• _Fragmento_:
En nombre del antikirchnerismo no dialoguista quisiera ejercer mi derecho a réplica en relación con la nota “Elogio del diálogo” que Pablo Avelluto escribió para La Nación. Lo lógico sería hacerlo en el mismo diario que la publicó, pero me parece que están muy ocupados con el Papa. Además, si todavía a esta altura hay que seguir debatiendo estas pelotudeces, prefiero cobrar por hacerlo.
Ah, pero si empezamos así, descalificando, ¿qué tipo de conversación puedo pretender? Ninguna. No me interesa. Desde hace diez años estamos conversando sobre cosas que no me interesan a mí y no le interesan a nadie. Lo hacemos sólo porque el Estado nos obliga, mediante acciones que no le corresponden, invadiendo de manera arbitraria y antinatural nuestra vida privada. Como somos más civilizados que ellos, sólo sabemos defendernos con la palabra. Pero también la queremos a la palabra. No la vamos a usar para cualquier cosa.
No hay evidencia que sostenga la idea de que se puede dialogar con el kirchnerismo. Sí hay mil ejemplos de cómo el tipo de interacción psicopática que caracteriza a Cristina Kirchner y sus minions invoca el diálogo, la tolerancia y el amor cada vez que quiere actuar en sentido opuesto. Recordemos la transversalidad, o el cierre a los gritos del discurso de hace cuatro días: “¡Es mucho más fácil querer que odiar, viva la República!”. El llamado al diálogo que hace Avelluto propone validar definitivamente esa demencia, aceptar la manipulación. Paradójicamente, es una invitación a anular toda posibilidad de diálogo genuino.

• _Filas de datos_:
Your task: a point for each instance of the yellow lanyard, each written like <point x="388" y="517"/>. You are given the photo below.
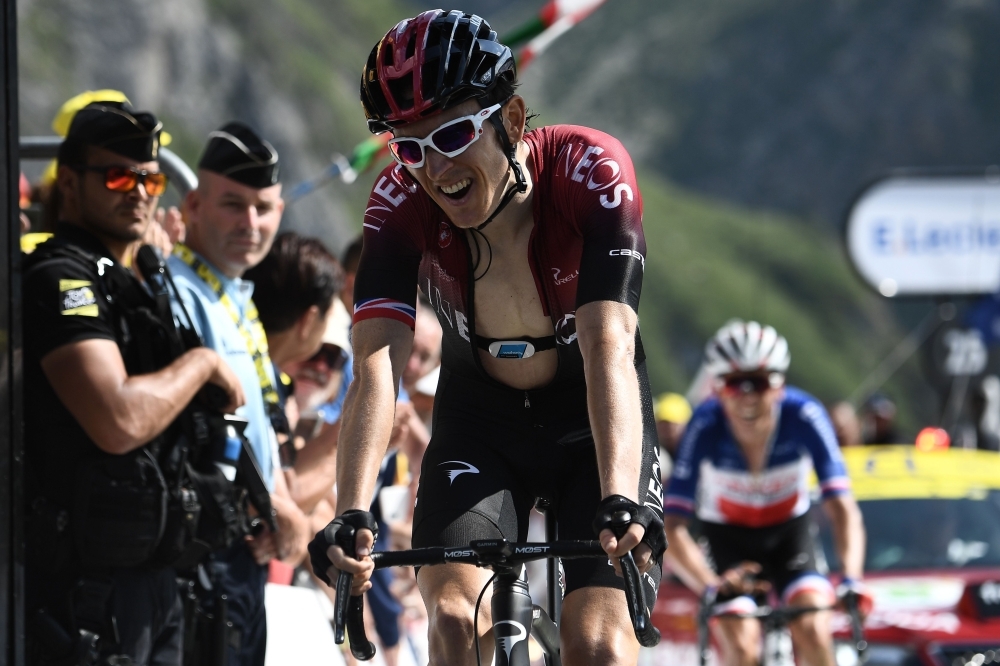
<point x="249" y="326"/>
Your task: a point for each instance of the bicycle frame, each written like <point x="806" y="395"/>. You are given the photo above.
<point x="514" y="616"/>
<point x="774" y="619"/>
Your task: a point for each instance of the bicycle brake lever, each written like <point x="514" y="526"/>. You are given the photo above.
<point x="349" y="612"/>
<point x="635" y="598"/>
<point x="345" y="539"/>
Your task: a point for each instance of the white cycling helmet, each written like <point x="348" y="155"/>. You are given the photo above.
<point x="746" y="347"/>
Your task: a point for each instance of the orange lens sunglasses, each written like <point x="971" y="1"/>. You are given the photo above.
<point x="125" y="179"/>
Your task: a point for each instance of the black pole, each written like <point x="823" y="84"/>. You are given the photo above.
<point x="11" y="510"/>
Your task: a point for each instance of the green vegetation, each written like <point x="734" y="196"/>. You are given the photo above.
<point x="709" y="262"/>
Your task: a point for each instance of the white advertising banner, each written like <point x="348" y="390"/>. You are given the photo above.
<point x="927" y="235"/>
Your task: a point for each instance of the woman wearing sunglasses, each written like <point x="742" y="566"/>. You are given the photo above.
<point x="529" y="247"/>
<point x="747" y="456"/>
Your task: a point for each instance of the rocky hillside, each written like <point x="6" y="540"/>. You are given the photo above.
<point x="683" y="83"/>
<point x="779" y="103"/>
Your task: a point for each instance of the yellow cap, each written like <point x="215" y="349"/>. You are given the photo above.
<point x="672" y="407"/>
<point x="30" y="241"/>
<point x="64" y="118"/>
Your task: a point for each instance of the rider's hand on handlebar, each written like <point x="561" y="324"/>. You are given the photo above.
<point x="362" y="566"/>
<point x="630" y="541"/>
<point x="327" y="556"/>
<point x="741" y="580"/>
<point x="856" y="588"/>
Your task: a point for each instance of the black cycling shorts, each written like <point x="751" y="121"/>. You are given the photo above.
<point x="786" y="552"/>
<point x="494" y="450"/>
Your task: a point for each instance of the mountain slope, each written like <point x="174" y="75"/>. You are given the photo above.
<point x="780" y="104"/>
<point x="290" y="67"/>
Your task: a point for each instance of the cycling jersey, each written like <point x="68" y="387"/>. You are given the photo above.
<point x="495" y="449"/>
<point x="586" y="245"/>
<point x="711" y="464"/>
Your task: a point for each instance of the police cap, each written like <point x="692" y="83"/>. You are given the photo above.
<point x="237" y="152"/>
<point x="114" y="126"/>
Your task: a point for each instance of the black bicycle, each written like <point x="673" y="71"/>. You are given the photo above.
<point x="774" y="620"/>
<point x="514" y="615"/>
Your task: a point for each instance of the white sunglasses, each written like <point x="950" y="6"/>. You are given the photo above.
<point x="450" y="139"/>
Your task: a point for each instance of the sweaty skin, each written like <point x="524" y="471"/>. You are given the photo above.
<point x="596" y="628"/>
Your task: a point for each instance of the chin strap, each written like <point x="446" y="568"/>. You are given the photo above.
<point x="520" y="184"/>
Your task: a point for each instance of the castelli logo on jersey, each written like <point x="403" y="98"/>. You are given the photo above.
<point x="564" y="279"/>
<point x="444" y="235"/>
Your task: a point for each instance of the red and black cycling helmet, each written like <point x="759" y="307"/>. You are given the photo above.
<point x="429" y="63"/>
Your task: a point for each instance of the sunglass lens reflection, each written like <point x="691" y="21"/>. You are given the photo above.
<point x="120" y="180"/>
<point x="452" y="138"/>
<point x="408" y="152"/>
<point x="156" y="184"/>
<point x="747" y="385"/>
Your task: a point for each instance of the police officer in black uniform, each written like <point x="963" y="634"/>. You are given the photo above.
<point x="99" y="588"/>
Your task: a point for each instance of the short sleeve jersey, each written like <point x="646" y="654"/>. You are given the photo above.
<point x="63" y="303"/>
<point x="711" y="478"/>
<point x="586" y="245"/>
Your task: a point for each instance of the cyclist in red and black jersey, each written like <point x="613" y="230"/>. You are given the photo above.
<point x="529" y="247"/>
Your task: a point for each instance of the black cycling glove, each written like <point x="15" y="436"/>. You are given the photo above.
<point x="617" y="512"/>
<point x="340" y="532"/>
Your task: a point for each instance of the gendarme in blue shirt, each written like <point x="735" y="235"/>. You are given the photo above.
<point x="219" y="332"/>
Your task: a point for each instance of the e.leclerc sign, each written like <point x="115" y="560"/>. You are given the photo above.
<point x="920" y="234"/>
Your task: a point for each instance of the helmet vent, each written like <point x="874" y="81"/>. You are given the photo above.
<point x="411" y="46"/>
<point x="402" y="91"/>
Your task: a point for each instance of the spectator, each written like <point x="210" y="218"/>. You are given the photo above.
<point x="294" y="288"/>
<point x="846" y="425"/>
<point x="425" y="357"/>
<point x="672" y="412"/>
<point x="94" y="399"/>
<point x="233" y="216"/>
<point x="878" y="420"/>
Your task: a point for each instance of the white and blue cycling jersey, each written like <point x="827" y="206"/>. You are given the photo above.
<point x="711" y="477"/>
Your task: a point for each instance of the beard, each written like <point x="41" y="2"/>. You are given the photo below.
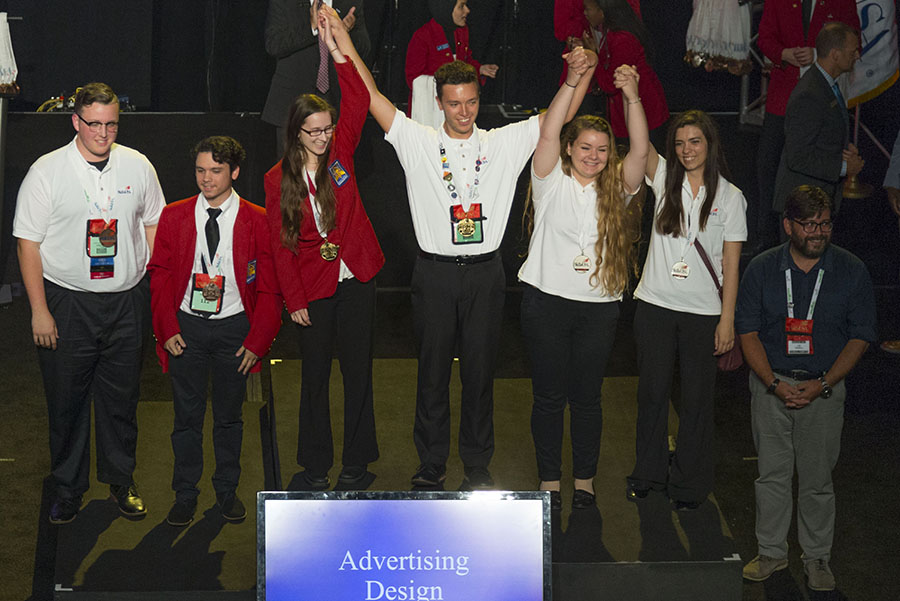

• _Consigna_:
Devuelve íntegro y sin ningún cambio el fragmento sobre el diálogo con el kirchnerismo.

• _Ejercicio resuelto_:
En nombre del antikirchnerismo no dialoguista quisiera ejercer mi derecho a réplica en relación con la nota “Elogio del diálogo” que Pablo Avelluto escribió para La Nación. Lo lógico sería hacerlo en el mismo diario que la publicó, pero me parece que están muy ocupados con el Papa. Además, si todavía a esta altura hay que seguir debatiendo estas pelotudeces, prefiero cobrar por hacerlo.
Ah, pero si empezamos así, descalificando, ¿qué tipo de conversación puedo pretender? Ninguna. No me interesa. Desde hace diez años estamos conversando sobre cosas que no me interesan a mí y no le interesan a nadie. Lo hacemos sólo porque el Estado nos obliga, mediante acciones que no le corresponden, invadiendo de manera arbitraria y antinatural nuestra vida privada. Como somos más civilizados que ellos, sólo sabemos defendernos con la palabra. Pero también la queremos a la palabra. No la vamos a usar para cualquier cosa.
No hay evidencia que sostenga la idea de que se puede dialogar con el kirchnerismo. Sí hay mil ejemplos de cómo el tipo de interacción psicopática que caracteriza a Cristina Kirchner y sus minions invoca el diálogo, la tolerancia y el amor cada vez que quiere actuar en sentido opuesto. Recordemos la transversalidad, o el cierre a los gritos del discurso de hace cuatro días: “¡Es mucho más fácil querer que odiar, viva la República!”. El llamado al diálogo que hace Avelluto propone validar definitivamente esa demencia, aceptar la manipulación. Paradójicamente, es una invitación a anular toda posibilidad de diálogo genuino.